> _Assignment_: The line containing "# tag every instance of the paved" marks the start, and the last line of the records below marks the end. Print that run exactly and nothing else.

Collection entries
########

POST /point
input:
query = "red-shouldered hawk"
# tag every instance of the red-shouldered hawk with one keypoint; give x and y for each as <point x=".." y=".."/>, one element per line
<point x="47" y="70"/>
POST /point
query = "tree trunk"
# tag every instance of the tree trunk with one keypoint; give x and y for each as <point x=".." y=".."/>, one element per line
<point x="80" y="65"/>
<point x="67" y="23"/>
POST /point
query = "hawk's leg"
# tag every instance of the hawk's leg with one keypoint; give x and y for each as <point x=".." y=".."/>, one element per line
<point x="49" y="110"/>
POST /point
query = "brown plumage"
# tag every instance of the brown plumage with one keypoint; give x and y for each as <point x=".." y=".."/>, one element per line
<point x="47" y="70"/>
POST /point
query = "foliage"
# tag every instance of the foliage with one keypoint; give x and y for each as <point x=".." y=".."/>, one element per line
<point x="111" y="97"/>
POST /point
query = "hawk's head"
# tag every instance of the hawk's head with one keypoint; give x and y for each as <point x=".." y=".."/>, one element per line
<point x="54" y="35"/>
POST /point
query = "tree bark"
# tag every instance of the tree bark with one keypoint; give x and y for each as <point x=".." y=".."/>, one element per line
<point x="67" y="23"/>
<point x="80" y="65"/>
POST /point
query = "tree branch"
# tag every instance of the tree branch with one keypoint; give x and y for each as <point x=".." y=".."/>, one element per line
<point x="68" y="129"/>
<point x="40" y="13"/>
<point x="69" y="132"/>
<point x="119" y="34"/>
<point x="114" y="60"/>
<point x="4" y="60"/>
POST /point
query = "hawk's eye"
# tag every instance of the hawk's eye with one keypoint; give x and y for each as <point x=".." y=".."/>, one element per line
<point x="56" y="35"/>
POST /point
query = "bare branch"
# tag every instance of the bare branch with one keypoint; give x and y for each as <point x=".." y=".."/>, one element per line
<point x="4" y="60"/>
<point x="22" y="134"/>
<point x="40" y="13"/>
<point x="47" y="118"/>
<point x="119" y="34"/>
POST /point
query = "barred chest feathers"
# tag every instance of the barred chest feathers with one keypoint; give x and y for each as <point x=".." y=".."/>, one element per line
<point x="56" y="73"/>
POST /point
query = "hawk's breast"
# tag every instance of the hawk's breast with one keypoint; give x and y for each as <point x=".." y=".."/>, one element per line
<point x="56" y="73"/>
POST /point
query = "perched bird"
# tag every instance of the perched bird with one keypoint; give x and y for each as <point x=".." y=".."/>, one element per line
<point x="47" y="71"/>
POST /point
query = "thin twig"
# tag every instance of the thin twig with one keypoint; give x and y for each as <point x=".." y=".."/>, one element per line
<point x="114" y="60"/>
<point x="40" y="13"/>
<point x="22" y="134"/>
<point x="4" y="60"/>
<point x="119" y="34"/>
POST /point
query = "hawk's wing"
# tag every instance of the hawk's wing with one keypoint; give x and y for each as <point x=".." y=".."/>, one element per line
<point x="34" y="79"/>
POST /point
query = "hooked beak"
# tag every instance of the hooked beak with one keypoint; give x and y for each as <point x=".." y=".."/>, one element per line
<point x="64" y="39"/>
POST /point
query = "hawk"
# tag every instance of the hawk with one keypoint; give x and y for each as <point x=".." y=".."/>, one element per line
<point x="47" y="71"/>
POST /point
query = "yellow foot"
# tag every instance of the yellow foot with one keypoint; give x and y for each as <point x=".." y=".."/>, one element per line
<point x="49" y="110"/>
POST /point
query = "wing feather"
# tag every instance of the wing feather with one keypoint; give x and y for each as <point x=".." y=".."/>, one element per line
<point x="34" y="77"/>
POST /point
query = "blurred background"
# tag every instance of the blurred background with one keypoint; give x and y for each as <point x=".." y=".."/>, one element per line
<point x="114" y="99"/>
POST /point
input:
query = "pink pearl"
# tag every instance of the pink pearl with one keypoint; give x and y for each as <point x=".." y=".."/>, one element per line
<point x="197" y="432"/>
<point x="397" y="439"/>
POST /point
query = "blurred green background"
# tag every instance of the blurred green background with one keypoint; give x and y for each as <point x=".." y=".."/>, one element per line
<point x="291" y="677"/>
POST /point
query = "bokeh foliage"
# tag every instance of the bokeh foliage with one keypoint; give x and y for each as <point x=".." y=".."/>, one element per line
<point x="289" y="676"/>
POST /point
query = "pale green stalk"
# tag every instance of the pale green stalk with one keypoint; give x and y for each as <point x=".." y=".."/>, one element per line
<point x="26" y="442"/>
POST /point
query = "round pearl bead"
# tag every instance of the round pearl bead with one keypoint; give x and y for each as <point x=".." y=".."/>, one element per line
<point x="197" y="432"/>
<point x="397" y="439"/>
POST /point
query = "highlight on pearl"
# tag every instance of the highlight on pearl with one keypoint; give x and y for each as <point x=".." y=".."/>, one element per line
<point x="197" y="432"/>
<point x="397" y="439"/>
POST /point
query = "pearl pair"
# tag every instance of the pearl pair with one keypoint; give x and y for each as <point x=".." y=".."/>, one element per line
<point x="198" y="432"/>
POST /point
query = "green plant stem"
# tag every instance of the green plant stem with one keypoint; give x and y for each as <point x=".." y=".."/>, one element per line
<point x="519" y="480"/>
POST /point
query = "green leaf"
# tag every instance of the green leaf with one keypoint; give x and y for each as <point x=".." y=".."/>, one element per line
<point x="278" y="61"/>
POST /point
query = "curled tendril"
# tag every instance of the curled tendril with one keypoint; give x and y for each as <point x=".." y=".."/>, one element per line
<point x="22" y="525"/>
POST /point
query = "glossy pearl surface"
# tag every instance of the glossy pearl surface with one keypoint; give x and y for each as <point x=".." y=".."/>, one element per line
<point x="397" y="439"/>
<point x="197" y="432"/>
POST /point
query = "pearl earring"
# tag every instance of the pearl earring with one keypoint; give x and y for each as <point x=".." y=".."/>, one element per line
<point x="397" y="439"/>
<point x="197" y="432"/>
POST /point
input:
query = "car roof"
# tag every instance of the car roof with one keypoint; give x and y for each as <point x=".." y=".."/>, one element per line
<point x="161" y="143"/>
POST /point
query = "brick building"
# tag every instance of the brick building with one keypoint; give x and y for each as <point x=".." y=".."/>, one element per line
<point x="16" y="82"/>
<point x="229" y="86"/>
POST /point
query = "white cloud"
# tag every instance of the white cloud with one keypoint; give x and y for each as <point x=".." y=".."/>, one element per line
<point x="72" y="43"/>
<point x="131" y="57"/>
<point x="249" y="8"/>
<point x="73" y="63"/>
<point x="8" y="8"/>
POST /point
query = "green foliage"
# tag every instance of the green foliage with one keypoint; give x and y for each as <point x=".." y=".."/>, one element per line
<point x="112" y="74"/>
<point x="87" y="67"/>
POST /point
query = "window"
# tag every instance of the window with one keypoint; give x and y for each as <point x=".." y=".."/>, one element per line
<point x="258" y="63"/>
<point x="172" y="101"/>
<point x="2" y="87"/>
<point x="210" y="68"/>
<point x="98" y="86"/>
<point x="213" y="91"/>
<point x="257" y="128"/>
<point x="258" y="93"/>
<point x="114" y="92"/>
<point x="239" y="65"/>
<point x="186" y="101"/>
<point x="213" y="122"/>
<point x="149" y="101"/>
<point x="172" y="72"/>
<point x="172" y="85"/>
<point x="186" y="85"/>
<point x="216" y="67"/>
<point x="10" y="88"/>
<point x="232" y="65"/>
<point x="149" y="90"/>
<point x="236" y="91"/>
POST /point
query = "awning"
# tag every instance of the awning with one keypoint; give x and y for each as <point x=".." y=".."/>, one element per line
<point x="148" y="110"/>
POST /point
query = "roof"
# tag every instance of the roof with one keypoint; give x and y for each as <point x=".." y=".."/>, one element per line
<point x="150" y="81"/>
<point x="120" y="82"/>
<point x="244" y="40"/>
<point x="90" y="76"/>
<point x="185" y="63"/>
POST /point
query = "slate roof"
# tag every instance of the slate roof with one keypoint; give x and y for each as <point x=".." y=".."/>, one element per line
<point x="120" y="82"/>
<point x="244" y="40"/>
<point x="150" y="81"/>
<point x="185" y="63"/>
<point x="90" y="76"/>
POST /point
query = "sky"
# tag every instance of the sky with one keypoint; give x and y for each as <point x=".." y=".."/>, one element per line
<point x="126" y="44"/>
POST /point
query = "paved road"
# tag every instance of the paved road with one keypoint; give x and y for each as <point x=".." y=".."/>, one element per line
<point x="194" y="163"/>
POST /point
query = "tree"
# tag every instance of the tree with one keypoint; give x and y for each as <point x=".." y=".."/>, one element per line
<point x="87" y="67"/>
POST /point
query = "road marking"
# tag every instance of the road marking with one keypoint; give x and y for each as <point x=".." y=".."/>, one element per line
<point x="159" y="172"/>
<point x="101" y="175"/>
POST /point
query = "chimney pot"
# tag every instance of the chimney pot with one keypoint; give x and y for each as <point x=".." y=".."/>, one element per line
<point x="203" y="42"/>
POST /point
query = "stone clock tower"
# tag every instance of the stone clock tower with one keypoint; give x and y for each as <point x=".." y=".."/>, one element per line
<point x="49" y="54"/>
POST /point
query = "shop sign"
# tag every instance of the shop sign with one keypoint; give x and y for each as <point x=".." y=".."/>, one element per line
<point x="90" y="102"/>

########

> _Reply to the exercise_:
# tag every instance of the paved road with one keypoint; give x and y for each as <point x=".." y=".."/>, one element per line
<point x="194" y="163"/>
POST /point
query = "tree"
# tag every instance of the tree with one keypoint; give x and y for each as <point x=".." y=".."/>, one element per line
<point x="87" y="67"/>
POST /point
query = "road marking"
# tag every instance of the road marking with one keypoint; give x and y for each as <point x=".." y=".."/>, one element per line
<point x="159" y="172"/>
<point x="101" y="175"/>
POST /point
query = "chimney pot"
# tag every instance of the chimney pot with one keypoint; give x and y for each as <point x=".." y=".."/>, one element per line
<point x="203" y="42"/>
POST /point
query = "stone clock tower"
# tag every instance of the stone clock tower with one keypoint; give x and y for each as <point x=".." y=".."/>, one element per line
<point x="49" y="54"/>
POST /point
query = "shop sign"
# tag every instance of the shop sign with one keypoint; give x and y for each as <point x=".." y=".."/>, one element per line
<point x="90" y="102"/>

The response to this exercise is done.